**Source text:**
>> Begin

Internet use continues to be a hot topic in the workplace, and it seems like there is no end in sight to the discussion. Facebook, MySpace, LinkedIn, and Twitter have become commonplace – not only on employees’ personal computers, but also on employers’ computers. Blogging has become a marketing tool for companies – as well as a tool that employees are using to seek revenge against their employers.

In view of this, your municipality should be asking itself these questions:

  1. Should an employer be concerned?
  2. What should a concerned employer do?

The answer to the first question is, in our view, yes. All employers should be concerned. Potential negative consequences of unregulated Internet use by employees include losing employee productivity, damaging the employer’s reputation, and breaching confidentiality. But consider, also, the growing trend for the National Labor Relations Board (NLRB) to become involved in protecting employees. Yes, the NLRB can be a threat to even non-union employers, and MERC often follows the NLRB’s lead.

>> End

**Stored records:**
>> Begin

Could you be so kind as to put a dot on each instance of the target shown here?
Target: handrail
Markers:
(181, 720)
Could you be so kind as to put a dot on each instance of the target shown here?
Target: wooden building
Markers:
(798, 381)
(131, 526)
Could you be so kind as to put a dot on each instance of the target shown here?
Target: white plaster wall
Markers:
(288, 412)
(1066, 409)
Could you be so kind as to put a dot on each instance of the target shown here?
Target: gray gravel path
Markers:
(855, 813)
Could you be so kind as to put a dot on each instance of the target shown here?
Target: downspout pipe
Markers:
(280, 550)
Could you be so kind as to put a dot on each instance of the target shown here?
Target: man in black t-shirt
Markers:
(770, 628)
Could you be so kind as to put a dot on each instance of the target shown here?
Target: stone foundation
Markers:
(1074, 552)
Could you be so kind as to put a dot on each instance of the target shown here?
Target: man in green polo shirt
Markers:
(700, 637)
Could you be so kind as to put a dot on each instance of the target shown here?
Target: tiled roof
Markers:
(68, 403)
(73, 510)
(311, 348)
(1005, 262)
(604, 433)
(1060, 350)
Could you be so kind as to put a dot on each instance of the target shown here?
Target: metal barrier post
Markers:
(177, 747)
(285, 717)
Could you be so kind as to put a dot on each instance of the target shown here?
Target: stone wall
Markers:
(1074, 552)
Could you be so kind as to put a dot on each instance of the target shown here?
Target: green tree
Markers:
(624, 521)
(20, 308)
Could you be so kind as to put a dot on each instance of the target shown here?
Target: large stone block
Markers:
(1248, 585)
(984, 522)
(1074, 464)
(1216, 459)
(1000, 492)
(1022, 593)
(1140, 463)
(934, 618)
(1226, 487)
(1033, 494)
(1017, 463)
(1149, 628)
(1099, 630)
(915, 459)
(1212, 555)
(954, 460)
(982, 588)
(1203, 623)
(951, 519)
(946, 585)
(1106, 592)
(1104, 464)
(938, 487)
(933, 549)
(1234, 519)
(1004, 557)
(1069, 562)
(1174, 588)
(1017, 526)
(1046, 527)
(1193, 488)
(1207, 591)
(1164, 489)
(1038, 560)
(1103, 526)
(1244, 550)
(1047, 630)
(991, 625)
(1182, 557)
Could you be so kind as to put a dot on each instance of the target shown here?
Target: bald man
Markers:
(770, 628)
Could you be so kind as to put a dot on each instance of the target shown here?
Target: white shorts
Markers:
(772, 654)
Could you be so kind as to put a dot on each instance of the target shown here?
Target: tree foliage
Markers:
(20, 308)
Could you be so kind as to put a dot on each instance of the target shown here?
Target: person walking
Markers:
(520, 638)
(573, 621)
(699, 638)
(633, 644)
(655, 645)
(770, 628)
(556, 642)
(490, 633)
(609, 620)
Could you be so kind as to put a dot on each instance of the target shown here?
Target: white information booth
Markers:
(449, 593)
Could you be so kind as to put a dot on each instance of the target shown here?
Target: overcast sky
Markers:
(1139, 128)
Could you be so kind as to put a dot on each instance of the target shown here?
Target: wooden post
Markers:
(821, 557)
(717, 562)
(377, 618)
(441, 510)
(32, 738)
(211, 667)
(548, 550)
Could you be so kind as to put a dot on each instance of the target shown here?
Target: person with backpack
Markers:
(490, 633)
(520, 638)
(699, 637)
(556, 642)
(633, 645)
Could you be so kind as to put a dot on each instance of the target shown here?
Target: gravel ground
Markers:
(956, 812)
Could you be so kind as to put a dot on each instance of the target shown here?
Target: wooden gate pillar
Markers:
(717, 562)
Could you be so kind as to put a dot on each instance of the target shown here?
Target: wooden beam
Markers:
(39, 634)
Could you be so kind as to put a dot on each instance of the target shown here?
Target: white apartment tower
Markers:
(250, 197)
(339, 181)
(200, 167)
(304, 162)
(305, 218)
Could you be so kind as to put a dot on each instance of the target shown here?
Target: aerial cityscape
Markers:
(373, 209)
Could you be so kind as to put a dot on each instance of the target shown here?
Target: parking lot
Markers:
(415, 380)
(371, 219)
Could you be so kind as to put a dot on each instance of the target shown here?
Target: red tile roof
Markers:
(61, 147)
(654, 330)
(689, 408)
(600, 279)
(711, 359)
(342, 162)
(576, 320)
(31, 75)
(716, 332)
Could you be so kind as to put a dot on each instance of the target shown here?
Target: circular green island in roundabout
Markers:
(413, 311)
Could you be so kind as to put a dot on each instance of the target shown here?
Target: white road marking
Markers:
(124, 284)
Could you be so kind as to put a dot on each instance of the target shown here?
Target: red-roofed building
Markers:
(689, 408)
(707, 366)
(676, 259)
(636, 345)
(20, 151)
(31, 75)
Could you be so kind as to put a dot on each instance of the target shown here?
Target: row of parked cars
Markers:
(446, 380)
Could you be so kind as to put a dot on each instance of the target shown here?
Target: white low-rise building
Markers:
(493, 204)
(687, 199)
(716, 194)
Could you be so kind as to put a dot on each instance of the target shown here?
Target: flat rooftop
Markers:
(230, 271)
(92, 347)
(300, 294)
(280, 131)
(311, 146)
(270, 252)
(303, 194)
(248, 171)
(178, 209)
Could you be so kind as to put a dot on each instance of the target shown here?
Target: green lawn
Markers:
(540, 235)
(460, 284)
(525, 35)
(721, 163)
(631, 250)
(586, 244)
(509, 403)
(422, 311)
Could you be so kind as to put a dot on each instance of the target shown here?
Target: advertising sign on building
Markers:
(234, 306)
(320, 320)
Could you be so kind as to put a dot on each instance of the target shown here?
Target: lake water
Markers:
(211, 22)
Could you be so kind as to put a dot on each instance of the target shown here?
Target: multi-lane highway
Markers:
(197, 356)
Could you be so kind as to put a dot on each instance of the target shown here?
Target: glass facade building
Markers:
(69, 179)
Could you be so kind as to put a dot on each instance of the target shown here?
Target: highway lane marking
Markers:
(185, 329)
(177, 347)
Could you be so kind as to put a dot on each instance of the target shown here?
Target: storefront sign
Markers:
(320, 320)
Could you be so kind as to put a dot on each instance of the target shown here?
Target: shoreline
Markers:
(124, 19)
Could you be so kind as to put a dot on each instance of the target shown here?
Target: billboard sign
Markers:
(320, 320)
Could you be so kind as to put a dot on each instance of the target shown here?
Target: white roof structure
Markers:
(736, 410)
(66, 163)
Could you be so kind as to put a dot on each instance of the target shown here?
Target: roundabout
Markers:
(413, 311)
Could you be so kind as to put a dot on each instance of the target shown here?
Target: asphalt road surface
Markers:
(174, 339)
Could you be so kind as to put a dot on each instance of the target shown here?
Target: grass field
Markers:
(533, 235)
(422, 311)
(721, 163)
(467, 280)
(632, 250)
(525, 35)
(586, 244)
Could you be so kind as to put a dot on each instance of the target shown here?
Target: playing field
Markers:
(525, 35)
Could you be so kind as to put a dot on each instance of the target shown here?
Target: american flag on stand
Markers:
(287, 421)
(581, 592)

>> End

**Exercise requirements:**
Swap "Blogging" for "Podcasting" and write out the passage on workplace Internet use from "Internet use continues" to "against their employers.".

**Solution to the exercise:**
Internet use continues to be a hot topic in the workplace, and it seems like there is no end in sight to the discussion. Facebook, MySpace, LinkedIn, and Twitter have become commonplace – not only on employees’ personal computers, but also on employers’ computers. Podcasting has become a marketing tool for companies – as well as a tool that employees are using to seek revenge against their employers.